■ **THE TASK**
Your task is to reproduce the material exactly.

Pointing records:

-------------------------

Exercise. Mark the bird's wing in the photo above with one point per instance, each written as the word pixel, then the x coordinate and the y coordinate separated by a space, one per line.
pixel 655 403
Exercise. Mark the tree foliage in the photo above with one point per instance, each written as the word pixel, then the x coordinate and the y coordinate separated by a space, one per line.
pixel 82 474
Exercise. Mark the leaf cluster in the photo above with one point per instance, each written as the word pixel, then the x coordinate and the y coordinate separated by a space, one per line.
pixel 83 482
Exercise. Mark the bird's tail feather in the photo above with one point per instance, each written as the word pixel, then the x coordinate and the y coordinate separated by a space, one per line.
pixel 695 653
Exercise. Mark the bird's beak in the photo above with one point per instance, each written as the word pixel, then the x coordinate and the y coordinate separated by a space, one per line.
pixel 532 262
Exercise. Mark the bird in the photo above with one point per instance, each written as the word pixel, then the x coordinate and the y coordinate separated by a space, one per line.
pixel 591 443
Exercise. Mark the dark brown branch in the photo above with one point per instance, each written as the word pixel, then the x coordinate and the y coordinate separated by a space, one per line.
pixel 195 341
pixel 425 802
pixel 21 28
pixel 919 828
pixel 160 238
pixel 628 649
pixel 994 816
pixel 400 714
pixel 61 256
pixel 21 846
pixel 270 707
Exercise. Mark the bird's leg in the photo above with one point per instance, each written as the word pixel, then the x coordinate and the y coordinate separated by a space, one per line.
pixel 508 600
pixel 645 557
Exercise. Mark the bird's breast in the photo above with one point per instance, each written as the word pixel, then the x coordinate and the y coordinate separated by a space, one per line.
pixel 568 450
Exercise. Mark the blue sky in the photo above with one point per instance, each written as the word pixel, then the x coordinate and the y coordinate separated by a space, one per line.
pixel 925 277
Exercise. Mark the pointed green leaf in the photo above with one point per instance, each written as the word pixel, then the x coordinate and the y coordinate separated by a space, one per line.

-------------------------

■ **SOLVED PROBLEM**
Exercise. Mark the bird's wing in the photo above with one point per instance, each written as the word pixel, then the x coordinate and the y coordinate separated by a space, one per line.
pixel 655 403
Exercise. Mark the tree foliage in the photo above with one point per instance, each written as the word pixel, then the x coordinate and the y coordinate separated by a space, one per line.
pixel 82 474
Exercise. Mark the leaf cluster in the photo above with one point per instance, each written as the word pixel, then the x coordinate and the y coordinate separated by a space, one per line.
pixel 83 482
Exercise. Mark the bird's tail feather in the photo above with one point per instance, each written as the word pixel, then the x coordinate and the y coordinate separated by a space, one per line.
pixel 695 653
Exercise. Mark the bird's beak in the photo above with one point per instance, each written as the word pixel, then the x coordinate and the y coordinate separated by a space, one per line.
pixel 532 262
Exercise. Mark the bird in the photo above with one point per instance, each written as the word pixel, then the x coordinate and the y coordinate separated by a space, one per line.
pixel 591 443
Exercise. Mark the dark brown branch in the photo above with one point per instance, each written as the word pixel, then the x coordinate and the y coordinate separated by a space, one per line.
pixel 195 341
pixel 425 802
pixel 21 28
pixel 919 828
pixel 160 238
pixel 628 649
pixel 994 816
pixel 400 714
pixel 61 256
pixel 21 846
pixel 270 707
Exercise. Mark the bird's leg in the photo above with one point per instance, each written as the word pixel, then the x coordinate and the y coordinate separated by a space, one per line.
pixel 508 600
pixel 645 557
Exercise. Mark the bird's breast in the photo above with one point per instance, each written as the word pixel, then the x coordinate and the y coordinate separated by a space, one per line.
pixel 568 450
Exercise. Mark the blue sky in the photo above with one point per instance, each written as the word pixel, then the x coordinate and the y coordinate separated by a space, one per line.
pixel 925 277
Exercise. Mark the pointed green leaf in the photo above with one point per instance, each written as the word pixel, then the x coordinate and the y coordinate separated by a space, one per line.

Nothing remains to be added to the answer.